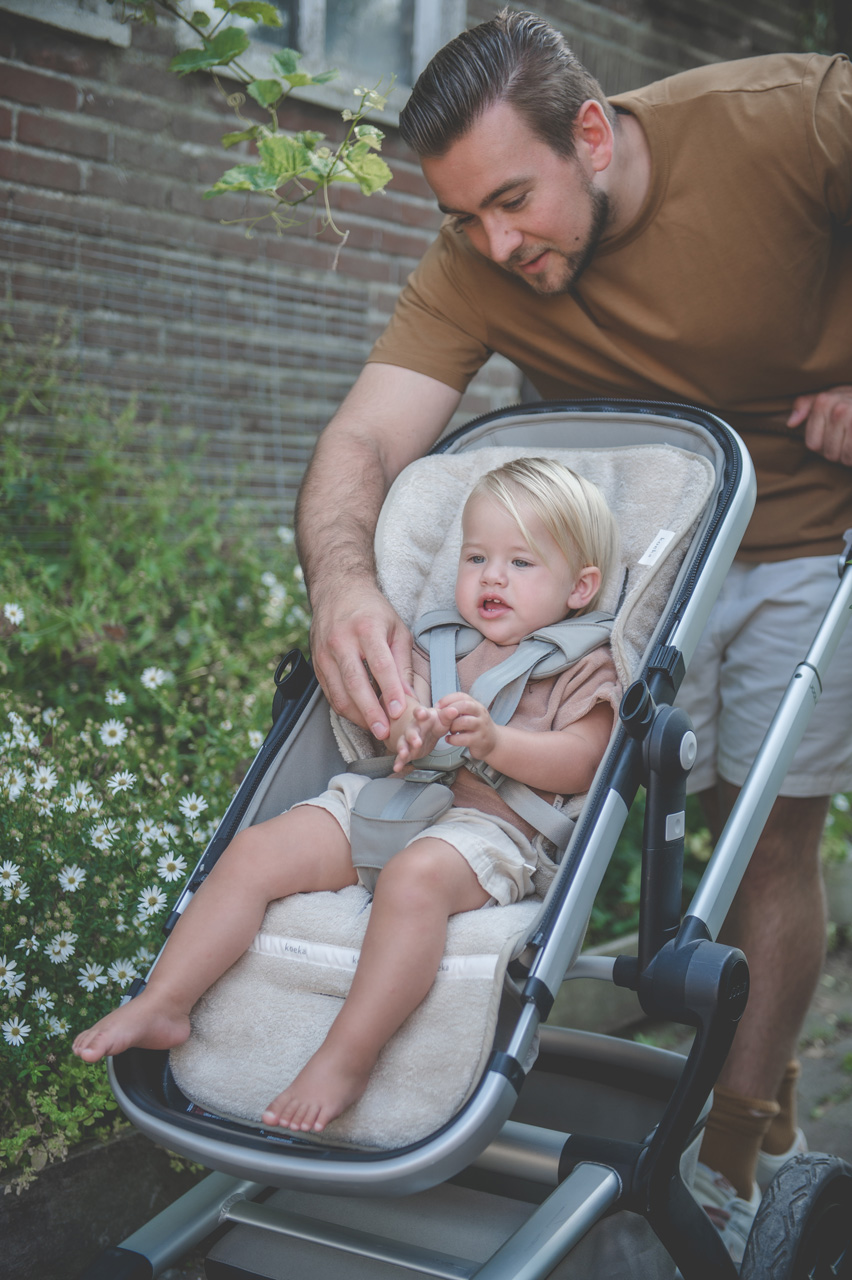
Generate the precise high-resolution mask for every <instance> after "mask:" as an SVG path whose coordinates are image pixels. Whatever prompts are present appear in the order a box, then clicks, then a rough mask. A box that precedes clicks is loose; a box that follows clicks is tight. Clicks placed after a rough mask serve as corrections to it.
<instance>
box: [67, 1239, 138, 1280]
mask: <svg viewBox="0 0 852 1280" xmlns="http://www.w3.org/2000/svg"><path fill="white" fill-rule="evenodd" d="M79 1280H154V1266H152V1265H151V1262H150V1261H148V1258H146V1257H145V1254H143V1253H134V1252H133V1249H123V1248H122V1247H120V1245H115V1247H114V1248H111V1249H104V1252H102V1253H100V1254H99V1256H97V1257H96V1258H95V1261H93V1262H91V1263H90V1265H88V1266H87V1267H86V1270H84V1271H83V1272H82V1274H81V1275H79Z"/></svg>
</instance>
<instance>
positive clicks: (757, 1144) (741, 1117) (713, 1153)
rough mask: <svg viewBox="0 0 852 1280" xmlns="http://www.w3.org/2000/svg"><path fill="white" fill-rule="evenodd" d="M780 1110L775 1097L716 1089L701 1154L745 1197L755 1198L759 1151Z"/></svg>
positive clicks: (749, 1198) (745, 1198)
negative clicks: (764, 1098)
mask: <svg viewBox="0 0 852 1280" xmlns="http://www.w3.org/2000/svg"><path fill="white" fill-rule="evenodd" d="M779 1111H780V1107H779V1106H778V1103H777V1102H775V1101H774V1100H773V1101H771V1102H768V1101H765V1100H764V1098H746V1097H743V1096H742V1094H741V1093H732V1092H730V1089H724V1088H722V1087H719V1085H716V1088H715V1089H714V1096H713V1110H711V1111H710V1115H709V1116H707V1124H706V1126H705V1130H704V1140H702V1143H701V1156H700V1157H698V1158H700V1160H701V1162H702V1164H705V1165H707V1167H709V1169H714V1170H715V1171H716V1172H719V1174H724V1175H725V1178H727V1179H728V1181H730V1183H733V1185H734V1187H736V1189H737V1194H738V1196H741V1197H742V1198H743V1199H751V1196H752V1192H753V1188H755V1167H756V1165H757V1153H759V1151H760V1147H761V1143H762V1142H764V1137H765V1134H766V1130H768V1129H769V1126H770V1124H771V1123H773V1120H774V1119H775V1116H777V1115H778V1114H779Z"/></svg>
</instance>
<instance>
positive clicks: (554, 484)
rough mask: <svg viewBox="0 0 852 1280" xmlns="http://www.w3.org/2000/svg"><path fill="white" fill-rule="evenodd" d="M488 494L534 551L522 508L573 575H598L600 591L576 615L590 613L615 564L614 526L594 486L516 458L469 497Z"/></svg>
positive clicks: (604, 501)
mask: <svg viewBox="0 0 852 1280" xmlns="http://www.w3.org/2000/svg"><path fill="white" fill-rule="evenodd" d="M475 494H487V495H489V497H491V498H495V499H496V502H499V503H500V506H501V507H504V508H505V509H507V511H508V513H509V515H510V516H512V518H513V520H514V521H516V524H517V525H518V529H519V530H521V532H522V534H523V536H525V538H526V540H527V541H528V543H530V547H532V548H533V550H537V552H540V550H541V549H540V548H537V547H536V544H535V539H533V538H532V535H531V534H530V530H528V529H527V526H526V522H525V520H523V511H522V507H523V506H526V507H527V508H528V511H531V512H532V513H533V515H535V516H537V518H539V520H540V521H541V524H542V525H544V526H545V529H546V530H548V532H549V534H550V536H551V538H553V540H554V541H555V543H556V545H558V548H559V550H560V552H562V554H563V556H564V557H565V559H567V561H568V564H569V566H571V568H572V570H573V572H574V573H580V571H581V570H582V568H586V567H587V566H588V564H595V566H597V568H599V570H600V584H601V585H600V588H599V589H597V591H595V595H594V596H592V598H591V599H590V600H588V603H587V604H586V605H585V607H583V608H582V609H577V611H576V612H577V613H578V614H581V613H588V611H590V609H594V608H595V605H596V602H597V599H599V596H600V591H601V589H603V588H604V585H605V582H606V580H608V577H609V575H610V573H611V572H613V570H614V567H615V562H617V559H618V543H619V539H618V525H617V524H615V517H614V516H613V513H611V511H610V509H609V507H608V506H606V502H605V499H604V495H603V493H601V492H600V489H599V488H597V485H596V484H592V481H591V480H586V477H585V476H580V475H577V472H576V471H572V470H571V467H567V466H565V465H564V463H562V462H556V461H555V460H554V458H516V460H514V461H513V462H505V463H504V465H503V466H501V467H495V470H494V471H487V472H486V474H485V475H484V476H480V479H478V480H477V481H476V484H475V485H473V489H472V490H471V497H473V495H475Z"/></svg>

YOUR TASK
Within the listing above, give again exactly every line from the line with "positive clicks: (554, 484)" through the line with "494L534 551L522 508L573", both included, and no other line.

ANSWER SPACE
positive clicks: (554, 484)
rough mask: <svg viewBox="0 0 852 1280" xmlns="http://www.w3.org/2000/svg"><path fill="white" fill-rule="evenodd" d="M488 494L534 551L522 508L573 575H598L600 591L576 615L590 613L615 564L614 526L594 486L516 458L469 497Z"/></svg>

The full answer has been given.